───── Document extract ─────

Good job Boley.... Giving those pros a run for their money the last couple weeks.


----------



## EdA (May 13, 2003)

Amateur callbacks to 4th series
5 Peanut Mize
15 Tubby Aycock
16 Blue Gierman
20 Rainey Boley
31 Shire Gierman
36 Missy Loggins
42 Kate Roberts/O'Brien
44 Allie Rainbolt


----------



## Prairie Hill's (Sep 23, 2007)

Congratulations to the high point female derby dog Kate who appears to be on her way again, 2nd place in the Amateur. Way to go O'brien and Roberts.


----------



## MikeBoley (Dec 26, 2003)

AM placements
1. Shire/Gierman
2. Kate/Roberts Obrian
3. Ally/Rainbolt
4. Rainey/Boley
RJ Blue Gierman
Jams 
Tubby/ Aycock, Mossy/ Loggins, Peanut/ Mize


----------



## Guest (Apr 10, 2011)

Nice job Paul, Mike & Dr Ed!


----------



## Gunners Up (Jul 29, 2004)

MikeBoley said:


> AM placements
> 1. Shire/Gierman
> 2. Kate/Roberts Obrian
> 3. Ally/Rainbolt
> ...


Good group of Ams right there! Great showing by the Tulsa crew!!!!


----------



## Buzz (Apr 27, 2005)

Gee Chuck, a win at Metro and a JAM at Cimarron. Must have had a productive winter trip this year! Congrats!


----------



## mjolnir (Nov 21, 2004)

Great job Sharon. Congratulations! A great start to a new year following a great year. Looking forward to seeing both you and Hal at the Canadian National Amateur.

Peter and Judy.


----------



## Tim West (May 27, 2003)

───── Extracted information ─────

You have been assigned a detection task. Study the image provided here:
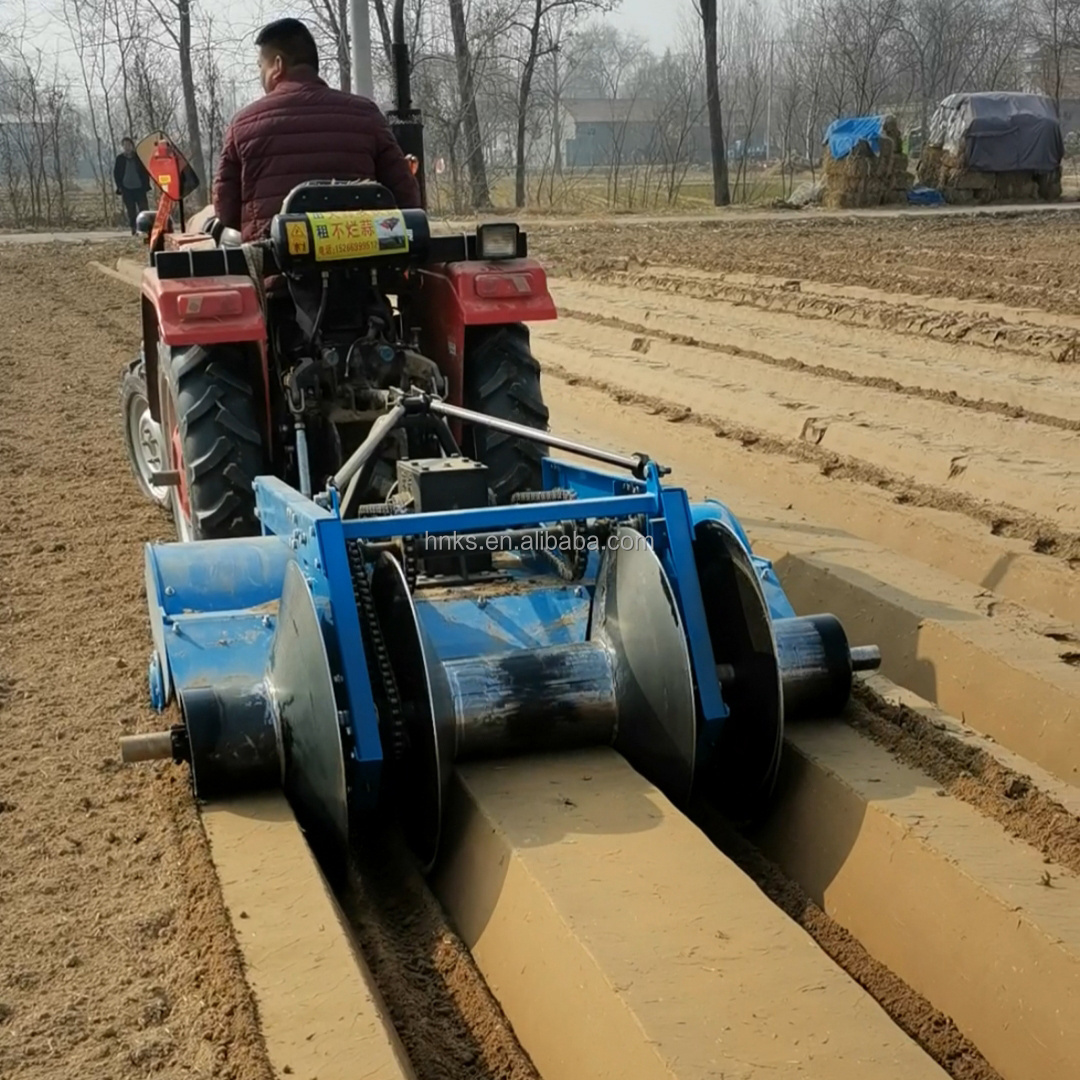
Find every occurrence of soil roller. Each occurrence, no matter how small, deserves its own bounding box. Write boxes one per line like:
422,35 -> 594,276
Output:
122,391 -> 880,869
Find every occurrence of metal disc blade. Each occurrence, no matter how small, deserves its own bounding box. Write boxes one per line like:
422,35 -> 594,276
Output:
372,553 -> 453,874
267,563 -> 349,854
589,527 -> 698,802
694,521 -> 784,821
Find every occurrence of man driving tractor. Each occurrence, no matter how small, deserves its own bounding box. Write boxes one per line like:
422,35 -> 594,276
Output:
214,18 -> 420,242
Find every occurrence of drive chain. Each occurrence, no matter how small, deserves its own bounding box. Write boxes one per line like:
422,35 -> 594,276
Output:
346,540 -> 408,761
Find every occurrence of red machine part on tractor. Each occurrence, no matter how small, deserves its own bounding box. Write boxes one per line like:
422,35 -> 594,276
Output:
122,31 -> 556,540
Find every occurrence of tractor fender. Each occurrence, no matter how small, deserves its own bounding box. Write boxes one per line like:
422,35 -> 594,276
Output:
141,267 -> 272,445
414,258 -> 558,416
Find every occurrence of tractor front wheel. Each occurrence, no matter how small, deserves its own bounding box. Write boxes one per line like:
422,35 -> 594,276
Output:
464,323 -> 548,504
168,348 -> 265,541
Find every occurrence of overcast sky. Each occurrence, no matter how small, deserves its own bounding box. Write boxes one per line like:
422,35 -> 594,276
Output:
19,0 -> 693,90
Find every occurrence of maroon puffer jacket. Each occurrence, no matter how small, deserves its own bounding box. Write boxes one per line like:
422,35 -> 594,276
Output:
214,71 -> 420,241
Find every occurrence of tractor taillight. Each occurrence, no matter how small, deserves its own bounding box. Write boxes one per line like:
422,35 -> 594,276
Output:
176,288 -> 244,319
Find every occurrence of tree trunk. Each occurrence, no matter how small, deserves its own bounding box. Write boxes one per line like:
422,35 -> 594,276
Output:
514,58 -> 536,210
176,0 -> 211,210
514,0 -> 543,210
701,0 -> 731,206
450,0 -> 491,210
335,0 -> 352,93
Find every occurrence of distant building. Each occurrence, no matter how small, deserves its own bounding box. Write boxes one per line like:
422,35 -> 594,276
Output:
563,98 -> 710,168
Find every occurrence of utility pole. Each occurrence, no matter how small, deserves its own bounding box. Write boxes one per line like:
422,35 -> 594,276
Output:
765,38 -> 773,163
349,0 -> 375,98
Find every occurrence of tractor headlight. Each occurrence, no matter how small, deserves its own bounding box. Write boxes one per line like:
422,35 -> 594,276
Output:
476,221 -> 521,259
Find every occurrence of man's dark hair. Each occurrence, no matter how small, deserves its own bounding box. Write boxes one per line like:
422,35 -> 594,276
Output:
255,18 -> 319,71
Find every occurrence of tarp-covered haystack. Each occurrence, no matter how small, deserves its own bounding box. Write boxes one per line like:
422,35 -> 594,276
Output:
822,117 -> 910,207
918,93 -> 1065,203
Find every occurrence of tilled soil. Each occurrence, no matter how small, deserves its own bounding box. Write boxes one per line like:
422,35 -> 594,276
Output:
0,244 -> 271,1080
529,213 -> 1080,314
339,836 -> 540,1080
697,807 -> 1001,1080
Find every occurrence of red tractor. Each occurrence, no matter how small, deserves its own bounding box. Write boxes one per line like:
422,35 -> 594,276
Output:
122,31 -> 556,540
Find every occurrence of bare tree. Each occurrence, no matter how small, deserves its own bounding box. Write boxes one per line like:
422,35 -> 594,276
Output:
514,0 -> 617,210
148,0 -> 206,200
448,0 -> 491,210
694,0 -> 731,206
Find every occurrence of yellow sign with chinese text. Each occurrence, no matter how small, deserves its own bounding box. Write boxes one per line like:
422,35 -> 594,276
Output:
307,210 -> 408,262
285,221 -> 311,255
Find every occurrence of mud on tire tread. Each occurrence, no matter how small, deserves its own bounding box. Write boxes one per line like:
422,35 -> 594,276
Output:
464,323 -> 549,503
174,349 -> 265,540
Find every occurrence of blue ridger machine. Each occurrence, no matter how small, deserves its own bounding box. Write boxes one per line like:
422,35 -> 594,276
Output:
123,390 -> 880,868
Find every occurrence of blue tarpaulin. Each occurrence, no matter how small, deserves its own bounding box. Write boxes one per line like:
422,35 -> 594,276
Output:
907,187 -> 945,206
825,117 -> 885,161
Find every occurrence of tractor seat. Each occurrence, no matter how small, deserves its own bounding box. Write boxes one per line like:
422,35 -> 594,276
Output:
281,180 -> 397,214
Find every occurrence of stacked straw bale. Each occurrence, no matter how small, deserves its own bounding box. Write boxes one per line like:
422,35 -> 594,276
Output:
918,146 -> 1062,203
822,117 -> 912,208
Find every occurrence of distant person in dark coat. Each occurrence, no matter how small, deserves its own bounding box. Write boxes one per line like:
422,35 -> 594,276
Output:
112,138 -> 150,237
214,18 -> 420,241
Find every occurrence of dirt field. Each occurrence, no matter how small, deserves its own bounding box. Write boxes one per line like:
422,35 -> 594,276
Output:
0,215 -> 1080,1080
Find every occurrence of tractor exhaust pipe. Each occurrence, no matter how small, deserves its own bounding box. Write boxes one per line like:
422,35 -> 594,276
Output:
387,0 -> 428,210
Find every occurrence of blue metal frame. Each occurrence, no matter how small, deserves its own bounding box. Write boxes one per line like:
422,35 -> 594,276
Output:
146,458 -> 794,808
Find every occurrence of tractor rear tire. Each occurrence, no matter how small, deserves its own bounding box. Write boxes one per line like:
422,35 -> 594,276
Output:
120,350 -> 172,510
464,323 -> 549,505
170,348 -> 266,540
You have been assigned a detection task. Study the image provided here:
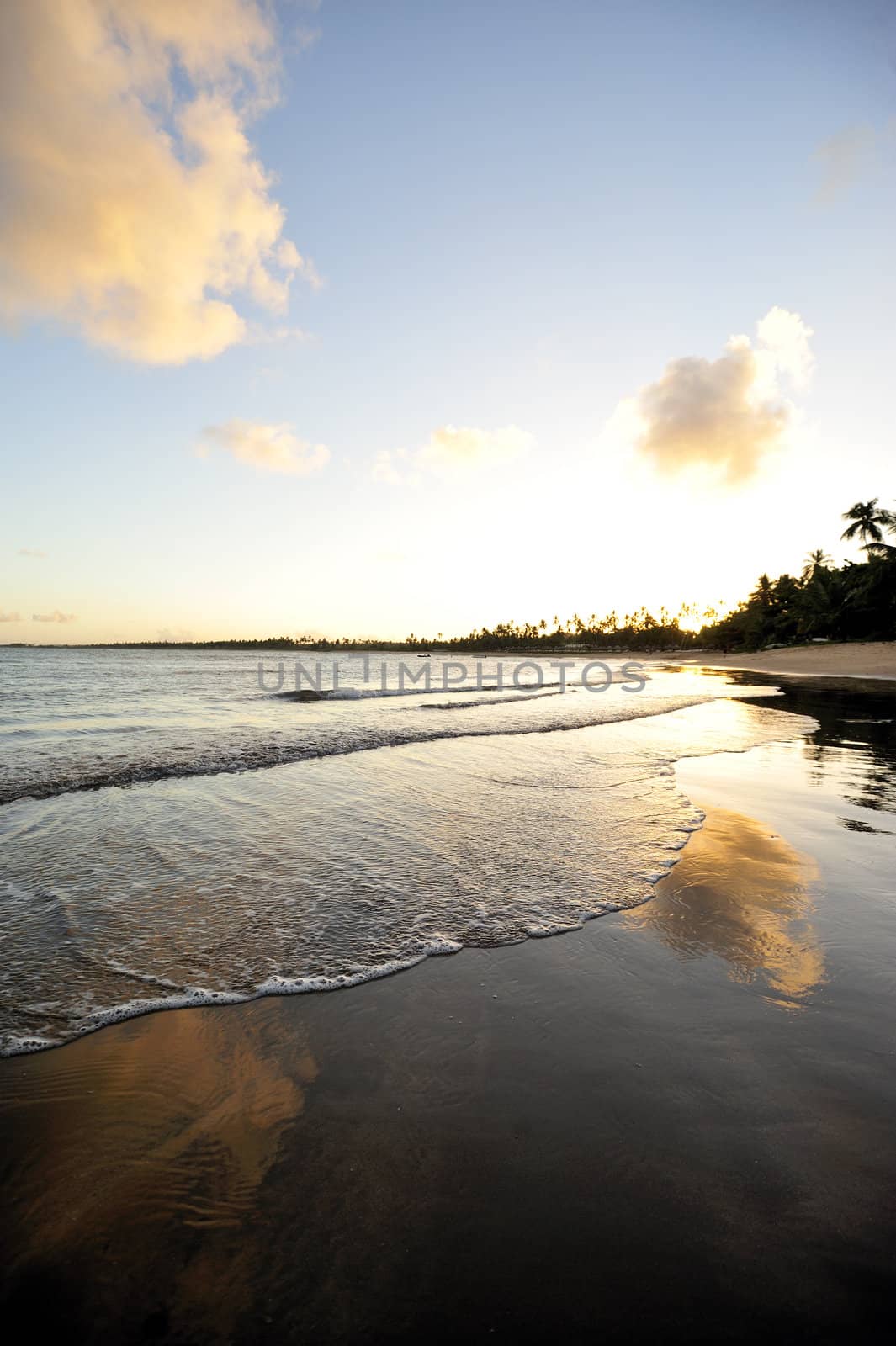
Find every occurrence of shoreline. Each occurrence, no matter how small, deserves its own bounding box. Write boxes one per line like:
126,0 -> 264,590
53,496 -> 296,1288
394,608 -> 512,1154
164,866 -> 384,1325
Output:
0,692 -> 896,1346
644,641 -> 896,682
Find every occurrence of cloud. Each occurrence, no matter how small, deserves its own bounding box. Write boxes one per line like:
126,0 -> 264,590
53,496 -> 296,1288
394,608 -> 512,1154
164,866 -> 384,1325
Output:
602,307 -> 814,482
813,125 -> 874,206
370,448 -> 405,486
371,426 -> 535,485
199,420 -> 330,476
0,0 -> 319,365
418,426 -> 535,471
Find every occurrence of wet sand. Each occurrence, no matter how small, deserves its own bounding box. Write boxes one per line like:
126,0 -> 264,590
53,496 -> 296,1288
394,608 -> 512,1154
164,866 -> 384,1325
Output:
0,693 -> 896,1343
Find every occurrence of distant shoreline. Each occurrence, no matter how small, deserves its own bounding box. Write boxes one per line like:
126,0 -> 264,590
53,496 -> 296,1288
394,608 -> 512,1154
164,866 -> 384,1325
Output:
644,641 -> 896,680
0,641 -> 896,680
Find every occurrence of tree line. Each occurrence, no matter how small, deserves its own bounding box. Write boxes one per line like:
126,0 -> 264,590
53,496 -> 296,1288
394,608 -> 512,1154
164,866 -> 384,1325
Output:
50,496 -> 896,654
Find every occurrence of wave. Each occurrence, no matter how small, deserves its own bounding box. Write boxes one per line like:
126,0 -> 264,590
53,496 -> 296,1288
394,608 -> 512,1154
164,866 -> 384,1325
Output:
0,693 -> 717,805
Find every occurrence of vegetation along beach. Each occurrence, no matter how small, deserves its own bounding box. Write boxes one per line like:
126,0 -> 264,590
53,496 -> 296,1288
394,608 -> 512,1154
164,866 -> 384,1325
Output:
0,0 -> 896,1346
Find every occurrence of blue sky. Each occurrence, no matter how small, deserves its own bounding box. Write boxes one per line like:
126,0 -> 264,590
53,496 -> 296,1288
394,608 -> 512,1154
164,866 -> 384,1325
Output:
0,0 -> 896,641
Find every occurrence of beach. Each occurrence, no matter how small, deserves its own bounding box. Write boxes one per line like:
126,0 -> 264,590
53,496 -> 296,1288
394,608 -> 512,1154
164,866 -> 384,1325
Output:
651,641 -> 896,678
0,667 -> 896,1342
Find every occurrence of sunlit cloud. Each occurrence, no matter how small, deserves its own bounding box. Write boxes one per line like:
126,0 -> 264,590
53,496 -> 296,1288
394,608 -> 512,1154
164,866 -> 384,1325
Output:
371,426 -> 535,486
370,448 -> 405,486
198,420 -> 330,476
418,426 -> 535,471
813,125 -> 876,206
0,0 -> 313,363
600,307 -> 814,483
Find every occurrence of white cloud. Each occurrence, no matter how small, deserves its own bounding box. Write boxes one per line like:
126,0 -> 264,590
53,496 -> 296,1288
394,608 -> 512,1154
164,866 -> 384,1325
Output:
371,426 -> 535,485
602,307 -> 814,482
813,125 -> 876,204
370,448 -> 405,486
199,420 -> 330,476
0,0 -> 319,363
418,426 -> 535,471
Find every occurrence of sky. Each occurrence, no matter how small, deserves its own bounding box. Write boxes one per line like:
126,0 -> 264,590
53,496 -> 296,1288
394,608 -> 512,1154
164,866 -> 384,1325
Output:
0,0 -> 896,644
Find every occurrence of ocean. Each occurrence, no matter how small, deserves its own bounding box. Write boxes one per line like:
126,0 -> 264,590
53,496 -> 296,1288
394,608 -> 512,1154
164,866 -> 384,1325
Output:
0,648 -> 814,1055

─────

**Exercise task 1:** Rewrite the field trial thread from "Great job Sharon." up to and including "(May 27, 2003)", putting "Missy" in place of "Sharon".
**Exercise task 2:** Translate this sentence from the field trial thread into Spanish: "Great showing by the Tulsa crew!!!!"

**Task solution 1:**
Great job Missy. Congratulations! A great start to a new year following a great year. Looking forward to seeing both you and Hal at the Canadian National Amateur.

Peter and Judy.


----------



## Tim West (May 27, 2003)

**Task solution 2:** ¡¡¡¡Gran actuación del equipo de Tulsa!!!!